• _Textauszug_
Djokovic und Zverev nach den US Open Die neuen Rivalen auf dem Court

Analyse | Düsseldorf · Die US Open waren ein Vorgeschmack auf eine nahe Tennis-Zukunft ohne Roger Federer und Rafael Nadal. Novak Djokovic hat bereits neue Widersacher auf Augenhöhe gefunden. Vor allem die Duelle mit Alexander Zeverev könnten prägend werden.

Nach dreieinhalb Stunden und fünf Sätzen gewann Novak Djokovic das Halbfinale der US Open gegen Alexander Zverev.

Nach dreieinhalb Stunden und fünf Sätzen gewann Novak Djokovic das Halbfinale der US Open gegen Alexander Zverev.

• _Auflistung_
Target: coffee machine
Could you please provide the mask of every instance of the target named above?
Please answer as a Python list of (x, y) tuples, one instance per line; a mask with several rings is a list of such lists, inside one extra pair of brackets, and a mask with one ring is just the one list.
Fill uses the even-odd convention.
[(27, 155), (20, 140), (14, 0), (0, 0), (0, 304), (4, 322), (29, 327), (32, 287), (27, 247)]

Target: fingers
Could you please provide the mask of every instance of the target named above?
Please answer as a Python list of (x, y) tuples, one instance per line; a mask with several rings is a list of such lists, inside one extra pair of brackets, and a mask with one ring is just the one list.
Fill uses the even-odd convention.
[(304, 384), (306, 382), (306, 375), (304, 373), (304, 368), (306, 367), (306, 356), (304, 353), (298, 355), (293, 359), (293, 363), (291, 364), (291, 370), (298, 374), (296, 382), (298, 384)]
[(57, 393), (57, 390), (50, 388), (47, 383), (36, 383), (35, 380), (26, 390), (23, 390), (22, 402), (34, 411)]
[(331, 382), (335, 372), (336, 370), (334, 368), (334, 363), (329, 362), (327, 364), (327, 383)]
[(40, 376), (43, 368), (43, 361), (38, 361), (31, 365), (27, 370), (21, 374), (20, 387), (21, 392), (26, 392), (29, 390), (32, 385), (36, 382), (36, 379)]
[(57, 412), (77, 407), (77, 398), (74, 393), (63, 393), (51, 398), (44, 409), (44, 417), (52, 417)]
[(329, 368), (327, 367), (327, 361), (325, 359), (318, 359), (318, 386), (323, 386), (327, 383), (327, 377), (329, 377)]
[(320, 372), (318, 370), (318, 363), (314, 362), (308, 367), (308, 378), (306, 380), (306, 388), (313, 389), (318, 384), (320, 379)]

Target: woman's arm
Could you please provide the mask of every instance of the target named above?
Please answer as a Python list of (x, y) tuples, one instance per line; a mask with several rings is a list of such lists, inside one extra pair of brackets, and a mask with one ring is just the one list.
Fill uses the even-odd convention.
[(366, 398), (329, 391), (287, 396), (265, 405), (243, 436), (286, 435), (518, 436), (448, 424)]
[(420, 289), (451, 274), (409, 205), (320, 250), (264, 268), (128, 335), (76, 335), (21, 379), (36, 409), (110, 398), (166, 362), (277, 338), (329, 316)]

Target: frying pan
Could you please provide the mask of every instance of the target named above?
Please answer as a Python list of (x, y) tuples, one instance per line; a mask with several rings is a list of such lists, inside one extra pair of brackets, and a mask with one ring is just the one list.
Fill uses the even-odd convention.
* * *
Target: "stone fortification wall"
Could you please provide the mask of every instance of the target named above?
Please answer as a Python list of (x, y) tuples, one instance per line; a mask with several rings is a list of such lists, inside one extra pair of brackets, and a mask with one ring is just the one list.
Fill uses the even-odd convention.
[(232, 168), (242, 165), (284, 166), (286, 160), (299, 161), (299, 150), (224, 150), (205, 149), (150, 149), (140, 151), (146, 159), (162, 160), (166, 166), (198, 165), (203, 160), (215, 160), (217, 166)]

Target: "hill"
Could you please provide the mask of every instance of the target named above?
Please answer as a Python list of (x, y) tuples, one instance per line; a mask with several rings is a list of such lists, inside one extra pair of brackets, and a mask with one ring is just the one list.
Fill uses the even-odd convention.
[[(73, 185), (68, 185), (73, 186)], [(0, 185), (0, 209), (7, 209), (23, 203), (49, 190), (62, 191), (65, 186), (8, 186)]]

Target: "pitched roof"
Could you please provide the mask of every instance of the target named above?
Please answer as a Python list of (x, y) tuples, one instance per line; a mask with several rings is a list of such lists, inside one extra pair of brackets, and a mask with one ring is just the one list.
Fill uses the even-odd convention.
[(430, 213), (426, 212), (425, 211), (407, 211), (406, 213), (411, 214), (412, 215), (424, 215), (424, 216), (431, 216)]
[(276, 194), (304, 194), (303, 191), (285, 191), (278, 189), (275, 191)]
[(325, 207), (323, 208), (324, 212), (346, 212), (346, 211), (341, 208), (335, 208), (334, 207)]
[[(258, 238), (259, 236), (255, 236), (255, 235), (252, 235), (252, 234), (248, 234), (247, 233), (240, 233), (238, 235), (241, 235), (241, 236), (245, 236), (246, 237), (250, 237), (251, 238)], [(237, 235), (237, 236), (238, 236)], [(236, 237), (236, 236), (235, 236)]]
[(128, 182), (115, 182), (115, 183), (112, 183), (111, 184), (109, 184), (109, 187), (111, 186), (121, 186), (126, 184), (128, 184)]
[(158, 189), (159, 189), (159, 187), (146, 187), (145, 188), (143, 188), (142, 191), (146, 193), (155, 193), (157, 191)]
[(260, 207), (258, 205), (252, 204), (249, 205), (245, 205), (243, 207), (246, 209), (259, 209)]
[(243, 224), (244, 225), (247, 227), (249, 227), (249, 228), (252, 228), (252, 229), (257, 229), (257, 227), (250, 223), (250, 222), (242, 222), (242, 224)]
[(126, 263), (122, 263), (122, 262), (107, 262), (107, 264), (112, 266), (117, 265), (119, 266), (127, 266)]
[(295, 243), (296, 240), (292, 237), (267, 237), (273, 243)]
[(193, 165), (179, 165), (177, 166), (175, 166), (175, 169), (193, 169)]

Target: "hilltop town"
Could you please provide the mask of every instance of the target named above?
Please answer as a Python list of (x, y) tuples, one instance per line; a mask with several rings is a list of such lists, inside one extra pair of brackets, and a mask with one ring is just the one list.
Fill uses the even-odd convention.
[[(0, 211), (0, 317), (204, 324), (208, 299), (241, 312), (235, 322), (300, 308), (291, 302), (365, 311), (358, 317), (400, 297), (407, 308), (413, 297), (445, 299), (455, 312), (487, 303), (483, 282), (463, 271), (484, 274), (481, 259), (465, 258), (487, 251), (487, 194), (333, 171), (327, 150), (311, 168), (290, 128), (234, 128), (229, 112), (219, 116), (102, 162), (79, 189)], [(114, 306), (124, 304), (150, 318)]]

• _Zu erledigen_
(1) Wie lange dauerte laut dem Textauszug über Djokovic und Zverev das Halbfinale der US Open zwischen den beiden?
(2) Schreibe den Textauszug über Djokovic und Zverev im Anschluss an seinen letzten Satz weiter.
Für die Bearbeitung braucht man die Zeilen nicht.

• _Erwartete Antworten_
(1) Es dauerte dreieinhalb Stunden und ging über fünf Sätze.

(2)
Foto: AP/John Minchillo

Das Knie. Zum dritten Mal in zwei Jahren. Roger Federer wirkte selbst etwas entmutigt, als er vor einigen Wochen die schlechte Kunde über Video verbreitete. Erneute OP, zurück an die Krücken, monatelange Pause. Er wolle aber wiederkommen, bekräftige er. Der Kopf will also noch, zumindest für ein Abschiedsjahr, der Körper, so scheint es, hat sich aber bereits vom Hochleistungssport verabschiedet – mit 40 Jahren, wer will es ihm verdenken. Wenig später war es der Fuß, dieses Mal der von Rafael Nadal, der wollte auch nicht mehr. Das vorzeitige Saisonende für den 35-Jährigen.

Und so wurde der Tennisszene bei den US Open mehr als je zuvor vor Augen geführt: Da neigt sich eine Ära dem Ende zu. Das Turnier war quasi der Probierlöffel für eine nahe Zukunft, in der Federer nicht mehr spielt und Nadal womöglich nur noch bei den French Open Titelchancen hat – und in der von den „großen Drei“ nur noch der „große Eine“ bleibt: Novak Djokovic.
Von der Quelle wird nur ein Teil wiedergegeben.